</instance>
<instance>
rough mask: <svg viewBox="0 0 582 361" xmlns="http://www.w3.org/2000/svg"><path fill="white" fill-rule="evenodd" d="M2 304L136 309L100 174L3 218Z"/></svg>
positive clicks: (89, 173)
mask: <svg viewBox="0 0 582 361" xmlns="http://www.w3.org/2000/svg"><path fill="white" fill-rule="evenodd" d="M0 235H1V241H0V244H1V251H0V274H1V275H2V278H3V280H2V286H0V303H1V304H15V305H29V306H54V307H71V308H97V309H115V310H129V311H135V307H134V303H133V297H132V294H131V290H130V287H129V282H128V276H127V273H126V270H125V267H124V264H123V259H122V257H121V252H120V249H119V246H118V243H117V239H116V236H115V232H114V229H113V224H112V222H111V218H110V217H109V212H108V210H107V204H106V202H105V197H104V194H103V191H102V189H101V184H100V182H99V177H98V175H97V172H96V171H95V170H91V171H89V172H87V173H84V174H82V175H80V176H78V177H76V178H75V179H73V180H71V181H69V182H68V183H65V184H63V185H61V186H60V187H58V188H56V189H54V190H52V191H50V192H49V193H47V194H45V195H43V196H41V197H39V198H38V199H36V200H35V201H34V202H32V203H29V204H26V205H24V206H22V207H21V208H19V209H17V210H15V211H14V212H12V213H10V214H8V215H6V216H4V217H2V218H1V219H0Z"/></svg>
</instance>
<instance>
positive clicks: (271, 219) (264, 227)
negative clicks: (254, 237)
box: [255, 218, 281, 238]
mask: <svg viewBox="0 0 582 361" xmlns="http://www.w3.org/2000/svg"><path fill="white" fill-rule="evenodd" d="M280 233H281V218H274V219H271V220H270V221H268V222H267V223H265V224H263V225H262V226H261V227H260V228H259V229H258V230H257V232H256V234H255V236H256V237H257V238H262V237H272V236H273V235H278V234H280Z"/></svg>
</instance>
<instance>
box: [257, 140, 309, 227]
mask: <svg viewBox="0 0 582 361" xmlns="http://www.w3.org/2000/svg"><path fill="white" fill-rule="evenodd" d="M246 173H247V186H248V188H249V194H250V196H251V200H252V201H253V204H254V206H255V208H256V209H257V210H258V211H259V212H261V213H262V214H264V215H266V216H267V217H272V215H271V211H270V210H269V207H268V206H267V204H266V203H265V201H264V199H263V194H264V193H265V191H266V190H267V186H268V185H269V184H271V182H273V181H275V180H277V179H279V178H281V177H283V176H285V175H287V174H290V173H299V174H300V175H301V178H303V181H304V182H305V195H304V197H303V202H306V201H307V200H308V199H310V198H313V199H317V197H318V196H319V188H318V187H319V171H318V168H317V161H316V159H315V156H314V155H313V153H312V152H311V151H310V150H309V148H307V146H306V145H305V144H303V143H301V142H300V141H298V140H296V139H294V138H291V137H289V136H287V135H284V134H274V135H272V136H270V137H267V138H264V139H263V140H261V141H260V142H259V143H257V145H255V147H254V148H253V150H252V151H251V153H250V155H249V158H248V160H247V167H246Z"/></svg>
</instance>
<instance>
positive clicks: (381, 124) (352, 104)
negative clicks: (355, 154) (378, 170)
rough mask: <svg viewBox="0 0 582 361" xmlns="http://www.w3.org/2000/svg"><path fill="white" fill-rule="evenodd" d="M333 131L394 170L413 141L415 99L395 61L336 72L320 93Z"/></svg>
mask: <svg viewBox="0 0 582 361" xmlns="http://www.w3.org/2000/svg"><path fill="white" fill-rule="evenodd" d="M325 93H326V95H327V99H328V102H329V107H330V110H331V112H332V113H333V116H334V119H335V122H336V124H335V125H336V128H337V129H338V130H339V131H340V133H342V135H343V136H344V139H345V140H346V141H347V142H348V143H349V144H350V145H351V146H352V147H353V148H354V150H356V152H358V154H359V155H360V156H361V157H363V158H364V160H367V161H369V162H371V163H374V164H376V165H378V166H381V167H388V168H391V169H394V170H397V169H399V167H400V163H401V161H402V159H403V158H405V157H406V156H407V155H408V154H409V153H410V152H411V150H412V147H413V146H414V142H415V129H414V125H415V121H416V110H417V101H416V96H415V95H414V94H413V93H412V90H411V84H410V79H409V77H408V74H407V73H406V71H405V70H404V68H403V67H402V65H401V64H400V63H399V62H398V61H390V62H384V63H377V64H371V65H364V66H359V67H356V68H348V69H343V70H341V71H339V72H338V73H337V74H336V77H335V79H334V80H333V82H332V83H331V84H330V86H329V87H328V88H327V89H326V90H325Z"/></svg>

**ASSIGNED TASK:**
Repeat the material above in full. Change no word.

**RESPONSE BOX:**
</instance>
<instance>
rough mask: <svg viewBox="0 0 582 361" xmlns="http://www.w3.org/2000/svg"><path fill="white" fill-rule="evenodd" d="M2 304L136 309L100 174L3 218Z"/></svg>
positive clicks: (89, 173)
mask: <svg viewBox="0 0 582 361" xmlns="http://www.w3.org/2000/svg"><path fill="white" fill-rule="evenodd" d="M0 235H1V241H0V244H1V251H0V274H1V275H2V278H3V280H2V286H0V303H1V304H15V305H29V306H54V307H71V308H97V309H115V310H129V311H135V307H134V303H133V297H132V294H131V290H130V287H129V282H128V276H127V273H126V270H125V267H124V264H123V259H122V257H121V252H120V249H119V246H118V243H117V239H116V236H115V232H114V229H113V224H112V222H111V218H110V217H109V212H108V210H107V204H106V202H105V197H104V194H103V191H102V189H101V184H100V182H99V177H98V175H97V172H96V171H95V170H91V171H89V172H87V173H84V174H82V175H80V176H78V177H76V178H75V179H73V180H71V181H69V182H68V183H65V184H63V185H61V186H60V187H58V188H56V189H54V190H52V191H50V192H49V193H47V194H45V195H43V196H41V197H39V198H38V199H36V200H35V201H34V202H32V203H29V204H26V205H24V206H22V207H21V208H19V209H17V210H15V211H14V212H12V213H10V214H8V215H6V216H4V217H2V218H1V219H0Z"/></svg>
</instance>
<instance>
positive clicks: (271, 219) (264, 227)
negative clicks: (254, 237)
box: [255, 218, 281, 238]
mask: <svg viewBox="0 0 582 361" xmlns="http://www.w3.org/2000/svg"><path fill="white" fill-rule="evenodd" d="M280 233H281V218H274V219H271V220H270V221H268V222H267V223H265V224H263V225H262V226H261V227H260V228H259V229H258V230H257V232H256V234H255V236H256V237H257V238H262V237H272V236H273V235H278V234H280Z"/></svg>
</instance>
<instance>
box: [257, 140, 309, 227]
mask: <svg viewBox="0 0 582 361" xmlns="http://www.w3.org/2000/svg"><path fill="white" fill-rule="evenodd" d="M246 173H247V186H248V188H249V194H250V196H251V200H252V201H253V204H254V206H255V208H256V209H257V210H258V211H259V212H261V213H262V214H264V215H266V216H267V217H272V215H271V211H270V210H269V207H268V206H267V204H266V203H265V201H264V199H263V194H264V193H265V191H266V190H267V186H268V185H269V184H271V182H273V181H275V180H277V179H279V178H281V177H283V176H285V175H287V174H290V173H299V174H300V175H301V178H303V181H304V182H305V195H304V197H303V202H306V201H307V200H308V199H310V198H313V199H317V197H318V196H319V188H318V187H319V171H318V168H317V161H316V159H315V156H314V155H313V153H312V152H311V151H310V150H309V148H307V146H306V145H305V144H303V143H301V142H300V141H298V140H296V139H294V138H291V137H289V136H287V135H284V134H274V135H272V136H270V137H267V138H264V139H263V140H261V141H260V142H259V143H257V145H255V147H254V148H253V150H252V151H251V153H250V155H249V158H248V160H247V167H246Z"/></svg>
</instance>
<instance>
positive clicks: (381, 124) (352, 104)
negative clicks: (355, 154) (378, 170)
rough mask: <svg viewBox="0 0 582 361" xmlns="http://www.w3.org/2000/svg"><path fill="white" fill-rule="evenodd" d="M333 131L394 170L413 141L415 99L395 61L336 72L320 93Z"/></svg>
mask: <svg viewBox="0 0 582 361" xmlns="http://www.w3.org/2000/svg"><path fill="white" fill-rule="evenodd" d="M325 93H326V95H327V99H328V102H329V107H330V110H331V112H332V113H333V116H334V119H335V122H336V124H335V125H336V128H337V129H338V130H339V131H340V133H342V135H343V136H344V139H345V140H346V141H347V142H348V143H349V144H350V145H351V146H352V147H353V148H354V150H356V152H358V154H359V155H360V156H361V157H363V158H364V160H367V161H369V162H371V163H374V164H376V165H378V166H381V167H388V168H391V169H394V170H397V169H399V167H400V163H401V161H402V159H403V158H405V157H406V156H407V155H408V154H409V153H410V152H411V150H412V147H413V146H414V142H415V129H414V125H415V121H416V110H417V101H416V96H415V95H414V94H413V93H412V90H411V84H410V79H409V77H408V74H407V73H406V71H405V70H404V68H403V67H402V65H401V64H400V63H399V62H398V61H390V62H384V63H377V64H371V65H364V66H359V67H356V68H348V69H343V70H341V71H339V72H338V73H337V74H336V77H335V79H334V80H333V82H332V83H331V84H330V86H329V87H328V88H327V89H326V90H325Z"/></svg>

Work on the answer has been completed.